+++ Data for analysis

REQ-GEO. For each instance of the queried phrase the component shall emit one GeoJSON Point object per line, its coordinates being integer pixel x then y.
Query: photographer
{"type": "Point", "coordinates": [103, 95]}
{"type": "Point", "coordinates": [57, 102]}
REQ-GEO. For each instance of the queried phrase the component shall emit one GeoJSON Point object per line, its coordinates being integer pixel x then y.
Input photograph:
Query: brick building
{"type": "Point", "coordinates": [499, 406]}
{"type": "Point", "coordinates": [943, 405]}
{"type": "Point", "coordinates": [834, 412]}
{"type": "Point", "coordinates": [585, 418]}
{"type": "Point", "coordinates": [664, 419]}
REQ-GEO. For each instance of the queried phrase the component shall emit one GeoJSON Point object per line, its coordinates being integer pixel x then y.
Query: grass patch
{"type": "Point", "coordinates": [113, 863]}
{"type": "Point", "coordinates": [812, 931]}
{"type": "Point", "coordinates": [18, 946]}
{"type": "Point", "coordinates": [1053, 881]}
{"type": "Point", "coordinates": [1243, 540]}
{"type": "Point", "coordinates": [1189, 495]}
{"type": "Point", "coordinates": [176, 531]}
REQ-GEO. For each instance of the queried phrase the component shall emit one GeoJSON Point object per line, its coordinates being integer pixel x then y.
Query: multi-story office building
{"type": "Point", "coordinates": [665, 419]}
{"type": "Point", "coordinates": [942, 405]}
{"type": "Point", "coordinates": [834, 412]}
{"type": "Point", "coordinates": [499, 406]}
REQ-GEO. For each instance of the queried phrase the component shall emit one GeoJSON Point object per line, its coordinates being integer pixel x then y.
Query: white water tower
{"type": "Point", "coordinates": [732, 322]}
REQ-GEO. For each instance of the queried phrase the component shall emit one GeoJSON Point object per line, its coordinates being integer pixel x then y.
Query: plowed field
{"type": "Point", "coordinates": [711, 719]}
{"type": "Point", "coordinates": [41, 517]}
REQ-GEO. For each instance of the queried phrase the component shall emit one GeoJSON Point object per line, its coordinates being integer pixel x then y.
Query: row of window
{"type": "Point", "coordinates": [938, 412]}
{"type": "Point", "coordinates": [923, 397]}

++++++

▶ What to work on: Provide a verbatim reproduction of all the records.

▶ Solution to the problem:
REQ-GEO. For each instance of the queried phrase the component shall emit one GeoJSON Point object per line, its coordinates being integer pixel x then y.
Query: photographer
{"type": "Point", "coordinates": [103, 95]}
{"type": "Point", "coordinates": [57, 102]}
REQ-GEO. For each instance of the queried phrase the component shall emit one GeoJSON Point object per line, its coordinates being integer pixel x then y.
Input photograph:
Query: brick building
{"type": "Point", "coordinates": [499, 406]}
{"type": "Point", "coordinates": [943, 405]}
{"type": "Point", "coordinates": [834, 412]}
{"type": "Point", "coordinates": [585, 418]}
{"type": "Point", "coordinates": [664, 419]}
REQ-GEO. For each instance of the queried phrase the component shall emit one GeoJSON Point object per line, its coordinates being integer pixel x then y.
Query: grass patch
{"type": "Point", "coordinates": [113, 863]}
{"type": "Point", "coordinates": [812, 931]}
{"type": "Point", "coordinates": [18, 946]}
{"type": "Point", "coordinates": [1053, 881]}
{"type": "Point", "coordinates": [1243, 540]}
{"type": "Point", "coordinates": [1189, 495]}
{"type": "Point", "coordinates": [176, 531]}
REQ-GEO. For each instance of the queried phrase the component shall emit one GeoJSON Point object per line, its coordinates being integer pixel x then y.
Query: multi-story office building
{"type": "Point", "coordinates": [665, 419]}
{"type": "Point", "coordinates": [942, 405]}
{"type": "Point", "coordinates": [834, 412]}
{"type": "Point", "coordinates": [499, 406]}
REQ-GEO. For each instance of the queried phrase the component shall emit one GeoJSON Point object per line, its coordinates being integer pixel x then y.
Query: white water tower
{"type": "Point", "coordinates": [732, 322]}
REQ-GEO. For each instance of the queried phrase the component shall emit one GeoJSON Point object per line, its coordinates being integer pixel x then y.
Query: plowed field
{"type": "Point", "coordinates": [711, 719]}
{"type": "Point", "coordinates": [41, 517]}
REQ-GEO. For each instance of the queried phrase the component shall emit one GeoJSON Point object per line, its coordinates being integer pixel x then y.
Query: row of window
{"type": "Point", "coordinates": [938, 412]}
{"type": "Point", "coordinates": [923, 397]}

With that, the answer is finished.